**Exercise directions**
Copy out the data below as written; omit any images.

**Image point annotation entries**

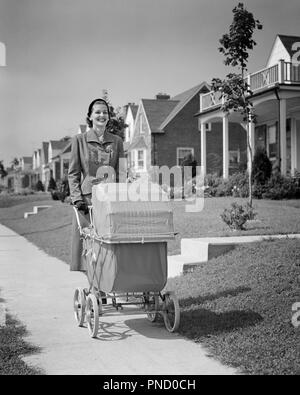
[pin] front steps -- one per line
(35, 210)
(195, 251)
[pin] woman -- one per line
(90, 151)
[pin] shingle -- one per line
(157, 111)
(288, 42)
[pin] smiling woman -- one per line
(90, 152)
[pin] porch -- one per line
(276, 99)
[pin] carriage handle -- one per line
(78, 220)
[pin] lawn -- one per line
(50, 229)
(238, 305)
(9, 200)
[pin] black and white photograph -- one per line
(149, 191)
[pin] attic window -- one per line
(208, 126)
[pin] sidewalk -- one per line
(38, 290)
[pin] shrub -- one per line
(237, 185)
(237, 216)
(214, 185)
(261, 168)
(279, 187)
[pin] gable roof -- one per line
(45, 150)
(134, 109)
(183, 99)
(58, 144)
(140, 142)
(82, 128)
(288, 42)
(157, 111)
(27, 159)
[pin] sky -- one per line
(61, 54)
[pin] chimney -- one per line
(162, 96)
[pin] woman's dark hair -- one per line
(90, 109)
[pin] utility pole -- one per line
(2, 54)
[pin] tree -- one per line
(117, 124)
(3, 172)
(235, 91)
(15, 163)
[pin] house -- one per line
(40, 164)
(276, 100)
(130, 115)
(20, 177)
(60, 154)
(54, 159)
(166, 131)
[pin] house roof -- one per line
(183, 99)
(134, 109)
(58, 145)
(157, 111)
(140, 142)
(288, 42)
(45, 149)
(28, 160)
(126, 145)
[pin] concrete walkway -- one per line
(38, 290)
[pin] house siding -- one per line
(278, 52)
(182, 131)
(214, 146)
(298, 143)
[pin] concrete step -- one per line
(199, 250)
(180, 264)
(35, 210)
(205, 250)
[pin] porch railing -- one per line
(282, 73)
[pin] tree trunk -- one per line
(250, 166)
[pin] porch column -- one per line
(225, 147)
(283, 136)
(203, 148)
(251, 127)
(294, 156)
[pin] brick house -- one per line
(166, 130)
(20, 177)
(276, 100)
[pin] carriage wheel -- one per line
(154, 302)
(79, 303)
(171, 312)
(92, 315)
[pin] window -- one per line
(234, 158)
(141, 160)
(142, 131)
(182, 153)
(208, 127)
(272, 141)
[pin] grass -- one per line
(9, 200)
(273, 217)
(13, 347)
(240, 307)
(50, 229)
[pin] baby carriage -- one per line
(125, 253)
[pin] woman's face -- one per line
(99, 115)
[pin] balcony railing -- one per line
(282, 73)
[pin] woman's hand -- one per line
(82, 206)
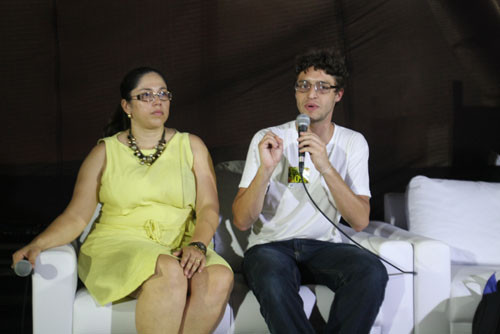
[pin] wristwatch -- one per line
(200, 245)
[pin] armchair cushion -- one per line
(463, 214)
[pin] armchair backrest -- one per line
(463, 214)
(229, 242)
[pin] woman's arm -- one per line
(207, 207)
(70, 224)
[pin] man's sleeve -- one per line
(357, 177)
(253, 161)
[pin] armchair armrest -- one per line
(432, 282)
(396, 313)
(54, 286)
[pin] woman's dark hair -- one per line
(119, 121)
(328, 60)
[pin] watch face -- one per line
(200, 245)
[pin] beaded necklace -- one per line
(146, 159)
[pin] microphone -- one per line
(23, 268)
(303, 122)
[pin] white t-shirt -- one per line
(287, 212)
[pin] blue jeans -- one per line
(275, 271)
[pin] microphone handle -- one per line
(302, 128)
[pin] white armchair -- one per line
(59, 306)
(454, 227)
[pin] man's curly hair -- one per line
(328, 60)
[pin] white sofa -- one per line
(61, 306)
(454, 227)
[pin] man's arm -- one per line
(355, 209)
(248, 202)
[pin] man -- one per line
(291, 242)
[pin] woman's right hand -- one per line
(29, 252)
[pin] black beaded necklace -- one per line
(146, 159)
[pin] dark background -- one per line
(424, 88)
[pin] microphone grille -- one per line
(303, 120)
(23, 268)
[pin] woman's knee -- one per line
(213, 285)
(221, 280)
(169, 273)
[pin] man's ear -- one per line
(339, 94)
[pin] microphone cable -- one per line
(348, 237)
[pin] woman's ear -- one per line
(126, 107)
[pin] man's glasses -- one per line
(163, 95)
(321, 87)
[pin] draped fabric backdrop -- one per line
(229, 65)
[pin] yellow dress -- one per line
(146, 211)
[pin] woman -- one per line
(159, 211)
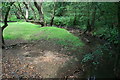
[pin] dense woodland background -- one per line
(96, 19)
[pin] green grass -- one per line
(29, 31)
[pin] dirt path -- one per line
(41, 59)
(44, 59)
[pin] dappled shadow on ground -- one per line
(41, 59)
(44, 59)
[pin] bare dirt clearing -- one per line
(41, 59)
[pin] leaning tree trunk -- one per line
(5, 22)
(117, 61)
(27, 10)
(93, 17)
(38, 5)
(53, 15)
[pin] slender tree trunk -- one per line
(93, 17)
(27, 10)
(117, 61)
(88, 20)
(53, 15)
(20, 9)
(33, 12)
(39, 8)
(5, 22)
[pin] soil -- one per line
(43, 59)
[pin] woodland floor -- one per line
(44, 59)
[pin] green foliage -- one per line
(28, 31)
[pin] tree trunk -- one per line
(93, 17)
(117, 61)
(27, 10)
(53, 15)
(39, 8)
(20, 9)
(33, 12)
(5, 22)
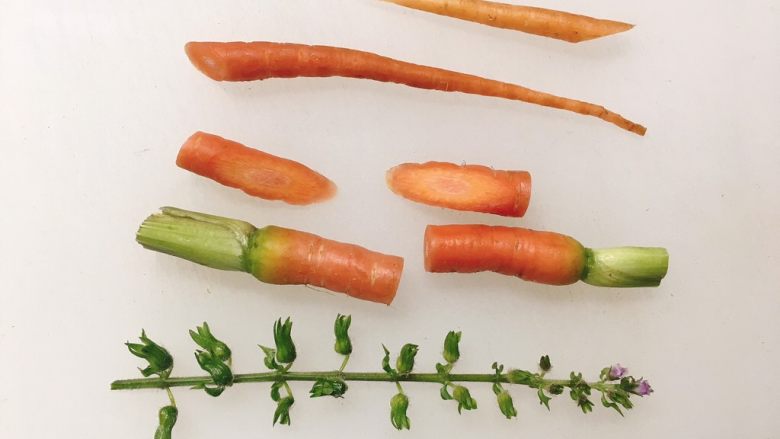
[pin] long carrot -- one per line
(544, 257)
(255, 172)
(273, 254)
(472, 188)
(538, 21)
(242, 61)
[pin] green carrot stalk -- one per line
(273, 254)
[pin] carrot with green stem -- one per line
(255, 172)
(538, 21)
(250, 61)
(544, 257)
(472, 188)
(273, 254)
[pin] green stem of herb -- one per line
(170, 396)
(267, 377)
(344, 363)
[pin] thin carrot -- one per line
(472, 188)
(273, 254)
(242, 61)
(255, 172)
(544, 257)
(538, 21)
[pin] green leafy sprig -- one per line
(214, 357)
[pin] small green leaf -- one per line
(544, 399)
(343, 344)
(445, 394)
(214, 391)
(275, 390)
(205, 339)
(451, 349)
(386, 363)
(544, 363)
(220, 372)
(506, 405)
(159, 359)
(285, 348)
(464, 399)
(405, 361)
(167, 419)
(556, 389)
(270, 358)
(334, 387)
(398, 407)
(282, 413)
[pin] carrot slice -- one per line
(241, 61)
(255, 172)
(538, 21)
(544, 257)
(472, 188)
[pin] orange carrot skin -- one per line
(538, 21)
(284, 256)
(472, 188)
(544, 257)
(249, 61)
(255, 172)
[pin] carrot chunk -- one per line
(544, 257)
(286, 256)
(255, 172)
(472, 188)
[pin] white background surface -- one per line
(96, 98)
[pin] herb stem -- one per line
(265, 377)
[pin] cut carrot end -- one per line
(543, 257)
(255, 172)
(472, 188)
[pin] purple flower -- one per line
(642, 388)
(617, 371)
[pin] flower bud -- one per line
(334, 387)
(160, 360)
(405, 361)
(616, 371)
(451, 348)
(642, 388)
(205, 339)
(343, 344)
(398, 406)
(465, 401)
(219, 371)
(285, 348)
(167, 419)
(506, 405)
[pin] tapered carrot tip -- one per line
(255, 172)
(472, 188)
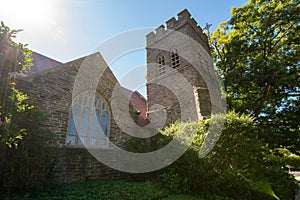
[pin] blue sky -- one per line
(69, 29)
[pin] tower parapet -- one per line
(184, 19)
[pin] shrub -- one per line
(27, 167)
(240, 166)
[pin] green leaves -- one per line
(15, 58)
(257, 54)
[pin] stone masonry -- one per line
(195, 62)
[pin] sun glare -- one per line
(28, 13)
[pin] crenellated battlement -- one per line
(184, 17)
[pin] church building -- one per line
(79, 107)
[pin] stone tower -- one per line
(178, 58)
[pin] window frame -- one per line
(82, 101)
(175, 59)
(161, 64)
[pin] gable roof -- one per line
(43, 64)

**Finished task**
[pin] front steps -- one per line
(35, 210)
(195, 251)
[pin] woman -- one per line
(90, 151)
[pin] shingle -- one per line
(157, 111)
(288, 42)
[pin] smiling woman -- one per line
(90, 152)
[pin] porch -- one per line
(276, 99)
[pin] carriage handle -- one per line
(78, 220)
[pin] lawn -- one per line
(50, 229)
(238, 305)
(9, 200)
[pin] black and white photograph -- one per line
(149, 191)
[pin] attic window -- one per line
(208, 126)
[pin] sidewalk -- one per line
(38, 290)
[pin] shrub -- one per line
(237, 185)
(237, 216)
(214, 185)
(261, 168)
(279, 187)
[pin] gable roof -- one per line
(45, 150)
(134, 109)
(183, 99)
(58, 144)
(140, 142)
(82, 128)
(288, 42)
(157, 111)
(27, 159)
[pin] sky -- one per line
(61, 54)
[pin] chimney -- one per line
(162, 96)
[pin] woman's dark hair -- one per line
(90, 109)
[pin] utility pole -- one per line
(2, 54)
[pin] tree -- one per line
(117, 124)
(3, 172)
(235, 91)
(15, 163)
[pin] house -- one per line
(40, 164)
(276, 100)
(130, 115)
(20, 177)
(60, 154)
(54, 159)
(166, 131)
[pin] house roof -- one per line
(183, 99)
(134, 109)
(58, 145)
(157, 111)
(140, 142)
(288, 42)
(45, 149)
(28, 160)
(126, 145)
[pin] concrete walkway -- one per line
(38, 290)
[pin] house siding -- one per line
(278, 52)
(182, 131)
(214, 146)
(298, 143)
[pin] concrete step -- one per line
(199, 250)
(180, 264)
(35, 210)
(205, 250)
[pin] porch railing -- one per line
(282, 73)
[pin] tree trunk -- one per line
(250, 166)
[pin] porch column -- one per line
(225, 147)
(283, 136)
(203, 148)
(251, 127)
(294, 156)
[pin] brick house -- one per line
(166, 130)
(20, 177)
(276, 100)
[pin] carriage wheel -- one per line
(154, 302)
(79, 303)
(171, 312)
(92, 315)
[pin] window -- one per line
(234, 158)
(141, 160)
(142, 131)
(182, 153)
(208, 127)
(272, 141)
[pin] grass -- one per line
(9, 200)
(273, 217)
(13, 347)
(240, 307)
(50, 229)
[pin] baby carriage -- one per line
(125, 253)
[pin] woman's face -- one per line
(99, 115)
[pin] balcony railing -- one per line
(282, 73)
[pin] woman's hand -- one per line
(82, 206)
[pin] wristwatch -- one per line
(200, 245)
[pin] armchair cushion -- one per line
(463, 214)
[pin] armchair backrest -- one per line
(463, 214)
(229, 242)
[pin] woman's arm -- one per line
(207, 207)
(70, 224)
[pin] man's sleeve -- one per line
(357, 177)
(253, 161)
[pin] armchair armrest -- one per line
(432, 282)
(396, 313)
(54, 286)
[pin] woman's dark hair -- one per line
(119, 121)
(328, 60)
[pin] watch face -- one per line
(200, 245)
[pin] beaded necklace -- one per line
(146, 159)
[pin] microphone -- one per line
(23, 268)
(303, 122)
[pin] white t-shirt -- one per line
(287, 212)
[pin] blue jeans -- one per line
(275, 271)
[pin] microphone handle -- one per line
(302, 128)
[pin] white armchair -- one per line
(59, 306)
(454, 227)
[pin] man's curly hair -- one per line
(328, 60)
[pin] white sofa -- one per line
(61, 306)
(454, 227)
[pin] man's arm -- one per line
(355, 209)
(248, 202)
[pin] man -- one per line
(291, 242)
[pin] woman's right hand -- one per line
(29, 252)
[pin] black beaded necklace -- one per line
(146, 159)
[pin] dark background -- one per line
(424, 88)
[pin] microphone grille -- one per line
(303, 120)
(23, 268)
[pin] woman's knee -- one per line
(213, 285)
(221, 280)
(169, 273)
[pin] man's ear -- one per line
(339, 94)
[pin] microphone cable -- one per line
(348, 237)
[pin] woman's ear -- one per line
(126, 107)
[pin] man's glasses -- one per line
(163, 95)
(321, 87)
[pin] draped fabric backdrop -- one per line
(229, 65)
[pin] yellow dress -- one per line
(146, 211)
[pin] woman -- one per line
(159, 211)
[pin] dense woodland background -- one per line
(96, 19)
[pin] green grass -- one per line
(29, 31)
[pin] dirt path -- one per line
(41, 59)
(44, 59)
[pin] dappled shadow on ground -- one per line
(41, 59)
(44, 59)
[pin] bare dirt clearing -- one per line
(41, 59)
[pin] leaning tree trunk -- one per line
(5, 22)
(117, 61)
(27, 10)
(93, 17)
(38, 5)
(53, 15)
[pin] slender tree trunk -- one per line
(93, 17)
(27, 10)
(117, 61)
(88, 20)
(53, 15)
(20, 9)
(33, 12)
(39, 8)
(5, 22)
[pin] soil -- one per line
(43, 59)
[pin] woodland floor -- one per line
(44, 59)
[pin] green foliage -- one per line
(28, 31)
[pin] tree trunk -- one per line
(93, 17)
(117, 61)
(27, 10)
(53, 15)
(39, 8)
(20, 9)
(33, 12)
(5, 22)
[pin] long carrot -- one per line
(544, 257)
(255, 172)
(273, 254)
(472, 188)
(538, 21)
(242, 61)
[pin] green carrot stalk -- one per line
(273, 254)
[pin] carrot with green stem -- one per line
(255, 172)
(538, 21)
(250, 61)
(544, 257)
(472, 188)
(273, 254)
[pin] green stem of herb -- one per line
(170, 396)
(267, 377)
(344, 363)
[pin] thin carrot -- one per line
(472, 188)
(273, 254)
(242, 61)
(255, 172)
(544, 257)
(538, 21)
[pin] green leafy sprig -- one per line
(214, 357)
[pin] small green leaf -- one per line
(544, 399)
(343, 344)
(445, 394)
(214, 391)
(275, 390)
(205, 339)
(451, 349)
(386, 363)
(544, 363)
(220, 372)
(506, 405)
(159, 359)
(285, 348)
(464, 399)
(405, 361)
(167, 419)
(556, 389)
(270, 358)
(334, 387)
(398, 407)
(282, 413)
[pin] carrot slice -- one per line
(241, 61)
(255, 172)
(538, 21)
(544, 257)
(472, 188)
[pin] orange carrot skin -- one per line
(538, 21)
(284, 256)
(472, 188)
(544, 257)
(249, 61)
(255, 172)
[pin] carrot chunk -- one per line
(544, 257)
(286, 256)
(255, 172)
(472, 188)
[pin] white background surface -- one per line
(96, 98)
[pin] herb stem -- one per line
(265, 377)
[pin] cut carrot end -- one per line
(543, 257)
(255, 172)
(472, 188)
[pin] purple flower -- one per line
(642, 388)
(617, 371)
[pin] flower bud -- one per line
(334, 387)
(160, 360)
(405, 361)
(616, 371)
(451, 348)
(642, 388)
(205, 339)
(343, 344)
(398, 406)
(465, 401)
(219, 371)
(285, 348)
(167, 419)
(506, 405)
[pin] tapered carrot tip -- one per line
(255, 172)
(472, 188)
[pin] blue sky -- one per line
(69, 29)
[pin] tower parapet -- one per line
(184, 19)
[pin] shrub -- one per line
(27, 167)
(240, 166)
[pin] green leaves -- one per line
(15, 58)
(257, 54)
[pin] stone masonry -- one per line
(195, 62)
[pin] sun glare -- one per line
(28, 13)
[pin] crenellated battlement -- one per line
(184, 17)
[pin] church building -- one per line
(79, 107)
[pin] stone tower -- one per line
(178, 58)
[pin] window frame -- one per line
(82, 101)
(175, 59)
(161, 64)
[pin] gable roof -- one per line
(43, 64)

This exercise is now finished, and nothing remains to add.